*** Opening of Stored data ***

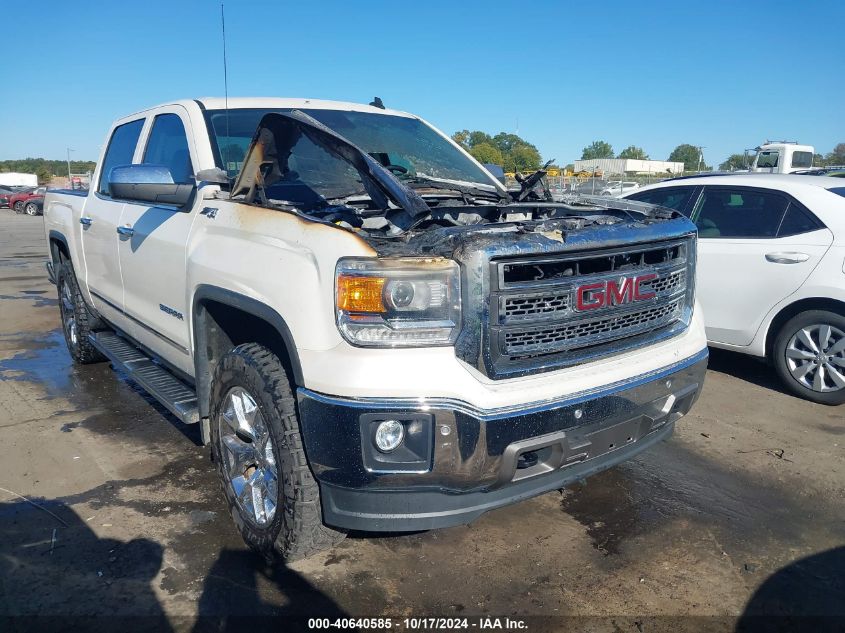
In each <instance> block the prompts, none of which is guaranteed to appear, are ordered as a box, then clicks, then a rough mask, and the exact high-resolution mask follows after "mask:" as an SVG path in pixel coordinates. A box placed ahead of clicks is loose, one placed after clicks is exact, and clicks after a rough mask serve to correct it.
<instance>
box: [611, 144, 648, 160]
mask: <svg viewBox="0 0 845 633" xmlns="http://www.w3.org/2000/svg"><path fill="white" fill-rule="evenodd" d="M617 158H633V159H635V160H648V154H646V153H645V150H644V149H643V148H642V147H637V146H636V145H629V146H628V147H626V148H625V149H623V150H622V151H621V152H619V156H618V157H617Z"/></svg>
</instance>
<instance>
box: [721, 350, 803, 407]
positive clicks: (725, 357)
mask: <svg viewBox="0 0 845 633" xmlns="http://www.w3.org/2000/svg"><path fill="white" fill-rule="evenodd" d="M707 369H710V370H712V371H717V372H719V373H720V374H726V375H728V376H733V377H734V378H738V379H739V380H743V381H745V382H750V383H752V384H754V385H757V386H758V387H763V388H764V389H771V390H772V391H777V392H779V393H783V394H786V395H789V396H792V394H791V393H790V392H788V391H787V390H786V389H784V387H783V385H782V384H781V382H780V380H778V377H777V374H776V373H775V370H774V368H772V367H771V366H769V365H768V364H767V363H766V362H765V361H763V360H761V359H759V358H755V357H753V356H748V355H747V354H740V353H738V352H729V351H728V350H724V349H716V348H714V347H711V348H710V360H709V361H708V363H707Z"/></svg>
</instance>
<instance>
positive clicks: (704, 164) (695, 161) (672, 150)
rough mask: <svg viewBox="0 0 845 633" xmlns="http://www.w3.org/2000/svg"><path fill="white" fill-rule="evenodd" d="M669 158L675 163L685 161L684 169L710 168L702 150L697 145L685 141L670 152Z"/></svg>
mask: <svg viewBox="0 0 845 633" xmlns="http://www.w3.org/2000/svg"><path fill="white" fill-rule="evenodd" d="M669 160H670V161H671V162H673V163H683V164H684V171H698V170H699V169H701V170H702V171H708V170H709V169H710V168H709V167H708V166H707V165H705V164H704V160H703V156H702V154H701V151H700V150H699V149H698V148H697V147H696V146H695V145H689V144H688V143H684V144H682V145H678V146H677V147H676V148H675V149H673V150H672V153H671V154H669Z"/></svg>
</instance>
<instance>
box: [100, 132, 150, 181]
mask: <svg viewBox="0 0 845 633" xmlns="http://www.w3.org/2000/svg"><path fill="white" fill-rule="evenodd" d="M143 127H144V119H138V120H137V121H130V122H129V123H124V124H123V125H118V126H117V127H116V128H115V129H114V132H112V135H111V139H110V140H109V146H108V148H107V149H106V154H105V156H103V166H102V167H101V169H100V182H99V184H98V185H97V191H98V192H99V193H101V194H103V195H104V196H109V195H111V193H110V191H109V176H110V175H111V170H112V169H114V168H115V167H118V166H119V165H130V164H131V163H132V157H133V156H134V155H135V146H136V145H137V144H138V138H139V137H140V136H141V128H143Z"/></svg>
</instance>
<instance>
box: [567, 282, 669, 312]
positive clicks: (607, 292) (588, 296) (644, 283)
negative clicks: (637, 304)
mask: <svg viewBox="0 0 845 633" xmlns="http://www.w3.org/2000/svg"><path fill="white" fill-rule="evenodd" d="M653 279H657V275H655V274H653V273H651V274H648V275H640V276H639V277H620V278H619V279H617V280H610V281H600V282H598V283H594V284H584V285H583V286H579V287H578V290H576V292H575V295H576V301H575V307H576V308H577V309H578V310H596V309H597V308H604V307H605V306H620V305H623V304H625V303H633V302H634V301H645V300H646V299H653V298H654V297H655V296H656V295H655V293H654V291H652V290H650V289H646V290H645V291H643V289H642V285H643V284H645V283H648V282H649V281H651V280H653Z"/></svg>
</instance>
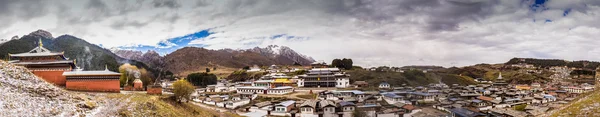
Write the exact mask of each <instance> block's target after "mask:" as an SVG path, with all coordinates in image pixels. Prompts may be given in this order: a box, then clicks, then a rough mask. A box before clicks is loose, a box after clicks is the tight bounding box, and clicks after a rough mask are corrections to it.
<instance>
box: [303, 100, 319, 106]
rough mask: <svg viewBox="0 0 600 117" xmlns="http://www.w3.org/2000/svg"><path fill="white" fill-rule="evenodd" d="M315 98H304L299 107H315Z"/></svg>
mask: <svg viewBox="0 0 600 117" xmlns="http://www.w3.org/2000/svg"><path fill="white" fill-rule="evenodd" d="M317 102H318V101H317V100H306V101H304V103H302V104H300V107H312V108H316V105H317Z"/></svg>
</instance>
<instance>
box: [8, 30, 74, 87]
mask: <svg viewBox="0 0 600 117" xmlns="http://www.w3.org/2000/svg"><path fill="white" fill-rule="evenodd" d="M43 46H44V45H43V44H42V40H41V39H40V41H39V46H38V47H36V48H34V49H33V50H31V51H29V52H25V53H19V54H8V56H9V59H10V60H9V63H13V64H15V65H19V66H24V67H26V68H27V69H29V70H30V71H31V72H33V74H35V75H36V76H38V77H41V78H42V79H44V80H46V81H48V82H50V83H54V84H56V85H59V86H65V83H66V78H65V77H64V76H63V75H62V74H63V72H65V71H71V70H72V69H73V68H75V64H74V61H73V60H68V58H66V57H65V56H64V53H63V52H61V53H56V52H50V50H48V49H46V48H44V47H43ZM13 59H15V60H13Z"/></svg>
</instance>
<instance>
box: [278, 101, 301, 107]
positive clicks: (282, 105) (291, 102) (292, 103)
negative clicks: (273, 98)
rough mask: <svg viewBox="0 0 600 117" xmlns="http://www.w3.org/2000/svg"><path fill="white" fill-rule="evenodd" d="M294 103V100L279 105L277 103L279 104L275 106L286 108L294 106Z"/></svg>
mask: <svg viewBox="0 0 600 117" xmlns="http://www.w3.org/2000/svg"><path fill="white" fill-rule="evenodd" d="M295 102H296V101H294V100H288V101H284V102H281V103H279V104H277V105H275V106H286V107H287V106H290V105H292V104H294V103H295Z"/></svg>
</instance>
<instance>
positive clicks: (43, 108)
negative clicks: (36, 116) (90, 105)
mask: <svg viewBox="0 0 600 117" xmlns="http://www.w3.org/2000/svg"><path fill="white" fill-rule="evenodd" d="M0 94H2V95H0V100H1V101H0V110H2V111H0V116H2V117H12V116H81V115H84V114H85V113H86V112H87V111H89V109H87V108H84V107H85V106H84V105H85V104H84V101H83V99H81V98H78V97H77V96H74V95H72V94H71V93H70V92H68V91H65V90H63V89H61V88H58V87H56V86H54V85H52V84H49V83H47V82H46V81H43V80H41V79H40V78H38V77H36V76H35V75H33V74H32V73H31V72H29V70H27V69H26V68H24V67H20V66H14V65H12V64H9V63H6V62H4V61H0Z"/></svg>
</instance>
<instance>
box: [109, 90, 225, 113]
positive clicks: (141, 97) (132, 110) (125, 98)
mask: <svg viewBox="0 0 600 117" xmlns="http://www.w3.org/2000/svg"><path fill="white" fill-rule="evenodd" d="M107 97H108V98H121V99H129V103H128V104H127V106H124V107H122V108H121V109H119V111H118V113H119V115H120V116H125V117H135V116H157V117H212V116H215V115H216V114H215V113H211V112H210V111H208V110H205V109H203V108H201V107H198V106H196V105H193V104H191V103H179V102H175V101H173V100H172V99H171V98H169V97H168V96H155V95H146V94H111V95H108V96H107Z"/></svg>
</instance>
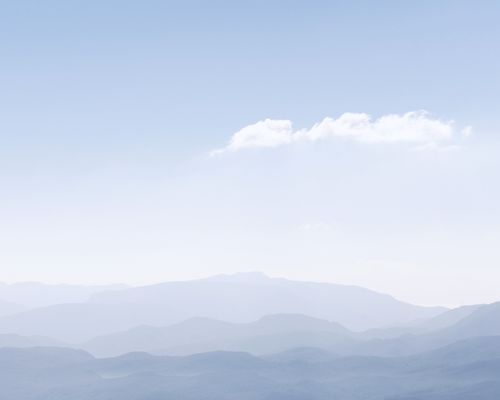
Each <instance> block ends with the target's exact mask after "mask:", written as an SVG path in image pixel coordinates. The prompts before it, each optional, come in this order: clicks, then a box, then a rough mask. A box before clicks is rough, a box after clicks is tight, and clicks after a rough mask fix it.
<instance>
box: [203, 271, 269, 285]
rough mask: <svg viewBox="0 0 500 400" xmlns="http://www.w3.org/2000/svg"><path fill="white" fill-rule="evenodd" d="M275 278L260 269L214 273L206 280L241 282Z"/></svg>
mask: <svg viewBox="0 0 500 400" xmlns="http://www.w3.org/2000/svg"><path fill="white" fill-rule="evenodd" d="M272 279H273V278H271V277H269V276H267V275H266V274H264V273H263V272H260V271H249V272H237V273H235V274H220V275H214V276H211V277H209V278H206V279H205V280H209V281H213V282H240V283H261V282H265V281H269V280H272Z"/></svg>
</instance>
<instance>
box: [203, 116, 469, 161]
mask: <svg viewBox="0 0 500 400" xmlns="http://www.w3.org/2000/svg"><path fill="white" fill-rule="evenodd" d="M470 131H471V130H470V127H467V128H465V130H464V132H463V134H465V135H464V136H466V135H467V134H470ZM454 136H455V128H454V123H453V121H443V120H440V119H437V118H435V117H433V116H431V115H430V114H429V113H428V112H426V111H411V112H407V113H405V114H388V115H384V116H382V117H380V118H378V119H375V120H373V119H372V117H371V116H370V115H368V114H364V113H344V114H342V115H341V116H340V117H338V118H336V119H335V118H330V117H327V118H325V119H323V120H322V121H321V122H319V123H317V124H315V125H313V126H312V127H311V128H310V129H302V130H297V131H294V130H293V127H292V121H290V120H272V119H265V120H264V121H259V122H257V123H255V124H252V125H248V126H246V127H244V128H243V129H241V130H239V131H238V132H236V133H235V134H234V135H233V136H232V137H231V139H230V141H229V143H228V144H227V145H226V146H225V147H224V148H222V149H219V150H215V151H213V152H212V153H211V154H212V155H217V154H221V153H224V152H234V151H238V150H243V149H248V148H260V147H278V146H284V145H288V144H292V143H295V142H304V141H308V142H315V141H319V140H325V139H329V138H339V139H344V140H352V141H355V142H361V143H410V144H415V145H417V146H419V147H422V148H425V147H429V148H438V147H440V146H449V145H450V144H453V143H452V140H453V139H454Z"/></svg>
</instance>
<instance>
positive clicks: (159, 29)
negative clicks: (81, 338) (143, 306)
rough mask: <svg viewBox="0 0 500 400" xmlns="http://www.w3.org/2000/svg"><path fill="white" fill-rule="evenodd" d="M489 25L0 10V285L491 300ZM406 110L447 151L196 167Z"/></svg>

*** Close of Stored data ***

Task goal - Which lines of the data contain the string "with"? Copy each one.

Answer below -
Write the exact mask of each <instance> block's target after "mask:" as an SVG path, with all coordinates in image pixels. Prompts may be given in this order: a box, then clicks, then a rough mask. A box before clicks is loose, a box after clicks is the tight bounding box, and clicks after a rough mask are corrections to it.
Each <instance> block ends with the target's exact mask after "mask:", written as an SVG path in image pixel coordinates. The prompts before it, each optional, come in this order: clicks, then a box, then a rough mask. A box before clicks is rough, a box after clicks is tight, and clicks after a rough mask fix it.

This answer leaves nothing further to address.